**Provided entries**

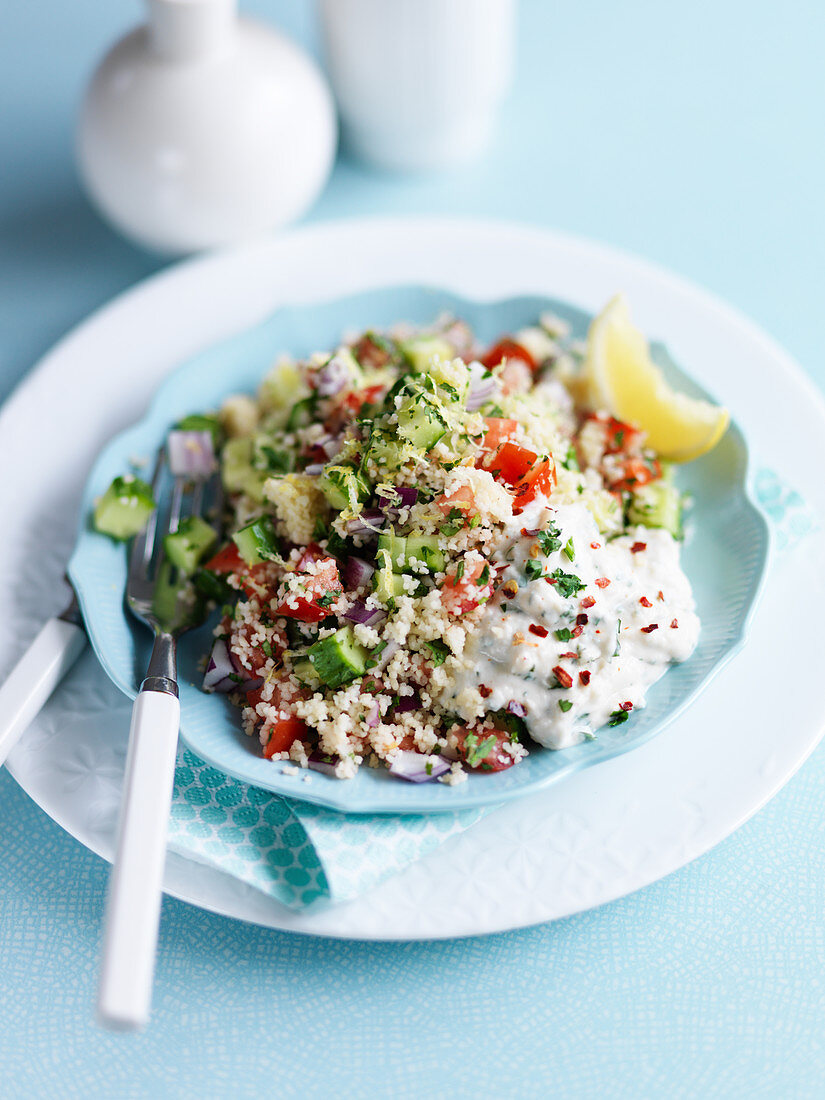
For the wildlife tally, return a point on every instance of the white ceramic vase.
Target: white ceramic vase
(201, 129)
(418, 83)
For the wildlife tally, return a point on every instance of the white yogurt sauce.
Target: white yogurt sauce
(623, 635)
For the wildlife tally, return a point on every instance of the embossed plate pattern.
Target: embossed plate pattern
(602, 833)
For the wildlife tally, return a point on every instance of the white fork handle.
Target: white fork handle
(35, 677)
(133, 906)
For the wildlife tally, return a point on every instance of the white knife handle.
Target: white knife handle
(35, 677)
(133, 906)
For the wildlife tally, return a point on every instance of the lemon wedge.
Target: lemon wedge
(623, 380)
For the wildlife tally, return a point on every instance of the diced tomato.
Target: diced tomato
(316, 586)
(510, 463)
(356, 398)
(228, 560)
(498, 429)
(494, 758)
(283, 732)
(461, 594)
(635, 473)
(539, 480)
(508, 349)
(285, 729)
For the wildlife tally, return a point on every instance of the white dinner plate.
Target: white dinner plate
(595, 836)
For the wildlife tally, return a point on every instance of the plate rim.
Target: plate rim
(416, 800)
(198, 884)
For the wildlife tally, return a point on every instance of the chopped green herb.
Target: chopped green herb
(567, 583)
(570, 461)
(549, 539)
(532, 570)
(440, 651)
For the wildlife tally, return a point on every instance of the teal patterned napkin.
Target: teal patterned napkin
(304, 855)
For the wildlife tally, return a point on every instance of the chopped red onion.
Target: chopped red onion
(482, 386)
(356, 573)
(332, 376)
(408, 702)
(190, 453)
(323, 763)
(418, 767)
(366, 616)
(220, 669)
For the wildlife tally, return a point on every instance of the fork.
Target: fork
(156, 598)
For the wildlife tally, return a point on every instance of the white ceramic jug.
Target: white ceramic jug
(204, 128)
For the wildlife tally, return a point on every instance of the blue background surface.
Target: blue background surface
(691, 134)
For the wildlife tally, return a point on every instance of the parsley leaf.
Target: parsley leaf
(567, 583)
(440, 651)
(549, 539)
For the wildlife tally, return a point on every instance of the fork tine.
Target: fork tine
(176, 505)
(144, 542)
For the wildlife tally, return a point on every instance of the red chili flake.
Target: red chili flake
(564, 678)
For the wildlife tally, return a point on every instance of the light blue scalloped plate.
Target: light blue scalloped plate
(725, 557)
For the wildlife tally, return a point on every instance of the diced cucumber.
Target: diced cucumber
(123, 509)
(606, 510)
(386, 584)
(657, 505)
(305, 671)
(420, 351)
(415, 547)
(344, 487)
(303, 414)
(425, 548)
(420, 421)
(257, 541)
(238, 473)
(339, 658)
(189, 545)
(198, 421)
(281, 391)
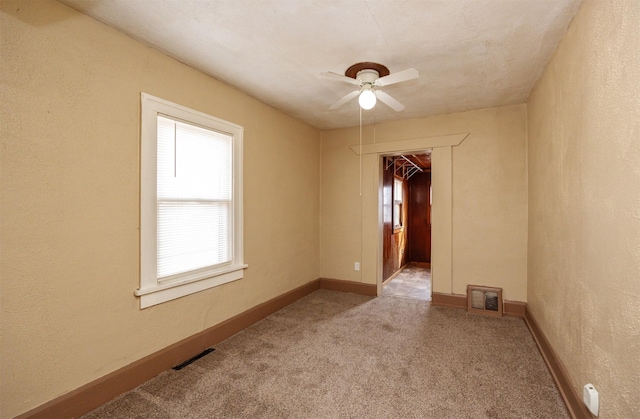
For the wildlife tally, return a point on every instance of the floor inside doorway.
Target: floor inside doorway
(414, 281)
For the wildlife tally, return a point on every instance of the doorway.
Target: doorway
(406, 206)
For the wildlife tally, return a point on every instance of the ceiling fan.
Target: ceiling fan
(370, 77)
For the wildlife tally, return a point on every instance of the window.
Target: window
(397, 203)
(191, 202)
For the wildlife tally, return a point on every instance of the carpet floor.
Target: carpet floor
(342, 355)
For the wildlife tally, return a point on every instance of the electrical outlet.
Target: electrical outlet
(591, 399)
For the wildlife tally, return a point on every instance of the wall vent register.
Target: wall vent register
(484, 300)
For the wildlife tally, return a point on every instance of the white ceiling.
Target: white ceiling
(471, 54)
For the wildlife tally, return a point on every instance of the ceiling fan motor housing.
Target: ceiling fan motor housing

**Stated problem**
Rewrite everything from the line containing "wall vent register." down to the end of the material, changing "register" to "grille" and leaving the rest untouched.

**Response for this exercise**
For the wildlife tally, return a point on every instance of the wall vent grille.
Target: wall vent grille
(484, 300)
For the wildlife tally, return a point on every instance of the white ceiling.
Target: white ceiling
(471, 54)
For the wildlife tally, return a point on every instance of the ceiling fan motor housing.
Target: ceiling fan motor housing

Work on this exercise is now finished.